* _The problem_:
In the records that come next, find every line with "arch". Return those lines.

--- Recorded data Enclosed Below ---

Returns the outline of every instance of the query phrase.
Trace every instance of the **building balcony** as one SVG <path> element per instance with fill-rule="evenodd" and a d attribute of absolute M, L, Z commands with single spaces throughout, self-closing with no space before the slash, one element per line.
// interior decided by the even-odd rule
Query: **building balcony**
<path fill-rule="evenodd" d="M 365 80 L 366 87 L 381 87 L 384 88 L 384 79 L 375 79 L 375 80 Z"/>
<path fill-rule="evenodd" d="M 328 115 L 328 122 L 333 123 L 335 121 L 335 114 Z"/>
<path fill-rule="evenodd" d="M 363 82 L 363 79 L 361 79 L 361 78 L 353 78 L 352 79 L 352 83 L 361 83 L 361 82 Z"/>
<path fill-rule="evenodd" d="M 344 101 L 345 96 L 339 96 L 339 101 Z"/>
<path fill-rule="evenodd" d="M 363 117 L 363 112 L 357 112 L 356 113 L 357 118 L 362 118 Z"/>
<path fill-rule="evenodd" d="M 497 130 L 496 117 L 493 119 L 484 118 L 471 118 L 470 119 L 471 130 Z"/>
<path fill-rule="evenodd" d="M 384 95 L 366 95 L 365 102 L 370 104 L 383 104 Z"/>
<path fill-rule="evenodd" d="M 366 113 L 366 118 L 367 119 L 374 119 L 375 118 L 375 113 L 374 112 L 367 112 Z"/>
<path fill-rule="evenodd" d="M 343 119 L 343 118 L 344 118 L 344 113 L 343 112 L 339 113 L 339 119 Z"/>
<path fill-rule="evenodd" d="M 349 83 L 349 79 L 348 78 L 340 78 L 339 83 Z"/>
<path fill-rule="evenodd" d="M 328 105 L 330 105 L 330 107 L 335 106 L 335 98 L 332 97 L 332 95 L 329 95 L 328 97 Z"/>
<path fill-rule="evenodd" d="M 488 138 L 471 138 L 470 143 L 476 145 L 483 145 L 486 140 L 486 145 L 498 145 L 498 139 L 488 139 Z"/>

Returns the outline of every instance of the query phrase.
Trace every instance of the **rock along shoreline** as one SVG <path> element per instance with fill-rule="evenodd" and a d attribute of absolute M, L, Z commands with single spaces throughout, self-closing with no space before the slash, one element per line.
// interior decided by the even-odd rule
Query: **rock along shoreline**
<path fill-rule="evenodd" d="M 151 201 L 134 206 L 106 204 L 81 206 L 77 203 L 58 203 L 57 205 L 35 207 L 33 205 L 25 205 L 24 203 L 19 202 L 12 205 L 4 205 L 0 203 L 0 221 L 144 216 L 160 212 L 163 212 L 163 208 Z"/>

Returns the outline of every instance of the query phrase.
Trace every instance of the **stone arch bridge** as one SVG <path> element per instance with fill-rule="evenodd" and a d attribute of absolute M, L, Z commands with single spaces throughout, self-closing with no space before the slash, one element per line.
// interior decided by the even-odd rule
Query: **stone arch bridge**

--- End of Enclosed Recorded data ---
--- Recorded data Enclosed Below ---

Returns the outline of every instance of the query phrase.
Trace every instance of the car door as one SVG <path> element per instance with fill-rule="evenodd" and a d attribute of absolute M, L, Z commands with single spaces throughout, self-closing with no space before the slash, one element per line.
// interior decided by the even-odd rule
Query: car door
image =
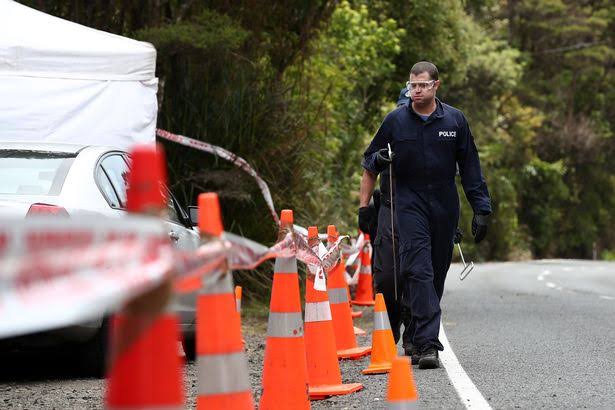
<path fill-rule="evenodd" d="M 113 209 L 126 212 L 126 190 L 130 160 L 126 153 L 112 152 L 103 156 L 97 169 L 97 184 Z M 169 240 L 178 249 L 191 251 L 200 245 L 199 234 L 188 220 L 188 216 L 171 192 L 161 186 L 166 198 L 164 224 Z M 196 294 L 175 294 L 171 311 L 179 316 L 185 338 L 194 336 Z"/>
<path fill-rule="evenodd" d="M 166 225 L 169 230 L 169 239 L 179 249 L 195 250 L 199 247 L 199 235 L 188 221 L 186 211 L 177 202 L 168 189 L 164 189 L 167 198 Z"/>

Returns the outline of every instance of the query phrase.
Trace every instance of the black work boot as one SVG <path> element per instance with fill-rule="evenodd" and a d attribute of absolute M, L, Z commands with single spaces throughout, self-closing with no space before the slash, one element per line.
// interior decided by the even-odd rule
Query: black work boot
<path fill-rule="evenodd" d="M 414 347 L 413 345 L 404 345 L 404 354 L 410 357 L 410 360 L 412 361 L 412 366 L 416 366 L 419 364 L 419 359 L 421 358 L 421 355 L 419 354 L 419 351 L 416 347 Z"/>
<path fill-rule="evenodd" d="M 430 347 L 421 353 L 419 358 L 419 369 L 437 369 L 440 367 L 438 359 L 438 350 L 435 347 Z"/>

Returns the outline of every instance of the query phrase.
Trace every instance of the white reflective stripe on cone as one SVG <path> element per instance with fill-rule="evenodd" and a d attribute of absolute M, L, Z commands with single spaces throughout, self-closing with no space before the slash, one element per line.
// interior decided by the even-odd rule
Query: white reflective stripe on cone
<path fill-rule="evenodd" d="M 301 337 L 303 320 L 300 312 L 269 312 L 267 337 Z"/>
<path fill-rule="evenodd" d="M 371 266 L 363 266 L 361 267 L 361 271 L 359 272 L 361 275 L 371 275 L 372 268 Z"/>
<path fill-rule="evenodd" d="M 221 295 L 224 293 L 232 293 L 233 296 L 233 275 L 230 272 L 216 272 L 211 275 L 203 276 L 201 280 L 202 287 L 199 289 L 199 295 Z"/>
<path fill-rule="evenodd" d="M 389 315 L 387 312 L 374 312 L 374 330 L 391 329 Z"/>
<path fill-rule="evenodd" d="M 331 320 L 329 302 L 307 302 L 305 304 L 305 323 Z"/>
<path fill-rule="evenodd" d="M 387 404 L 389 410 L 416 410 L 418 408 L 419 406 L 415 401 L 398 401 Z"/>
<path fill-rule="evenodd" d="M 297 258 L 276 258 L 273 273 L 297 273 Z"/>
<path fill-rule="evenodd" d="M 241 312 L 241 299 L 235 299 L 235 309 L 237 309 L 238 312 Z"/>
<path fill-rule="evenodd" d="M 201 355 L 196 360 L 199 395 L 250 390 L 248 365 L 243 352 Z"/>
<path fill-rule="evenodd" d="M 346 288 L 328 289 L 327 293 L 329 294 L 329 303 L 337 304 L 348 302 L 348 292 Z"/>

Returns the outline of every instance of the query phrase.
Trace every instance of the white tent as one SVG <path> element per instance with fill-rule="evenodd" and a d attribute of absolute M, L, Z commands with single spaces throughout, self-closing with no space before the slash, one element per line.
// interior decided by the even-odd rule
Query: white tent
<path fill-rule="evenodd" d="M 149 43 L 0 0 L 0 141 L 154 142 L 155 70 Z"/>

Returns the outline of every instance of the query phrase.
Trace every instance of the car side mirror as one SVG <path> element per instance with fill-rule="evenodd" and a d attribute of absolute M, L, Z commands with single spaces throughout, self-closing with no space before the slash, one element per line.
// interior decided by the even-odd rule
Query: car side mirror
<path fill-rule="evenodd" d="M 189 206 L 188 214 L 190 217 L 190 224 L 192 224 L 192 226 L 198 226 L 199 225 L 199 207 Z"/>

--- End of Enclosed Recorded data ---
--- Recorded data Enclosed Below ---

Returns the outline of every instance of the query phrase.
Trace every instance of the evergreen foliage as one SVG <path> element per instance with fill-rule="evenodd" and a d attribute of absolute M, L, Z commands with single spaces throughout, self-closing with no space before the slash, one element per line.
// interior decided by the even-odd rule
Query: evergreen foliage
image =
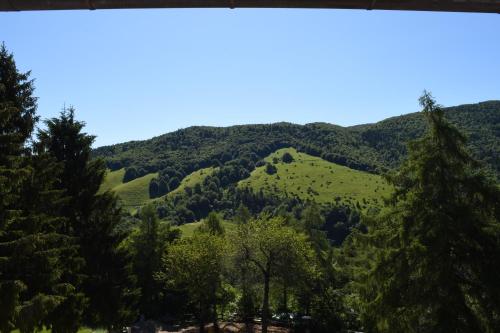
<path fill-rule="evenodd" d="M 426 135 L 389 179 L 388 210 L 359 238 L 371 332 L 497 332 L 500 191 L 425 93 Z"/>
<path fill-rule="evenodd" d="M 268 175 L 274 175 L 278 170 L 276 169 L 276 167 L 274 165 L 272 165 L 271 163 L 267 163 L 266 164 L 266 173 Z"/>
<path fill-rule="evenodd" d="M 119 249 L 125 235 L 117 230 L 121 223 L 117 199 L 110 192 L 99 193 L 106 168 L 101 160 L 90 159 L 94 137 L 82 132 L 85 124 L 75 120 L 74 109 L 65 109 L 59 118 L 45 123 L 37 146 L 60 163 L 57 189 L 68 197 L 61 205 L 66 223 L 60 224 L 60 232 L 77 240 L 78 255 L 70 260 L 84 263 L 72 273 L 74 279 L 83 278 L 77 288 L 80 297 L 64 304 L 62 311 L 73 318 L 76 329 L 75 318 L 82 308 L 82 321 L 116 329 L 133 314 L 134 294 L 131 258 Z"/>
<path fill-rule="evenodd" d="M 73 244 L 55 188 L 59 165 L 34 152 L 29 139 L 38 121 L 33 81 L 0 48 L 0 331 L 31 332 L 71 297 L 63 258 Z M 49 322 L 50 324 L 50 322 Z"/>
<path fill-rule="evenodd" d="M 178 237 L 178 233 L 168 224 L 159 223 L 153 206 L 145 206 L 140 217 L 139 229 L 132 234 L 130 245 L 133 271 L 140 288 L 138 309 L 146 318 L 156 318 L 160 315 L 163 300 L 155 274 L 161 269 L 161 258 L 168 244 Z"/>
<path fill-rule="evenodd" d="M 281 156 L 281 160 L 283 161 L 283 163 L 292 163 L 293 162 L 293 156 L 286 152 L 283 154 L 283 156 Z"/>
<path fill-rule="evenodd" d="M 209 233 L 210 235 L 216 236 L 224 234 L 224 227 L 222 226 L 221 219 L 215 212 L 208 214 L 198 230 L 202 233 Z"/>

--- End of Enclosed Recorded data ---

* _Response to this task_:
Trace every instance of the **stone arch bridge** as one SVG <path> element per instance with fill-rule="evenodd" and a d attribute of absolute M, L, Z commands with single spaces throughout, self-closing with no space before the slash, one element per line.
Query: **stone arch bridge**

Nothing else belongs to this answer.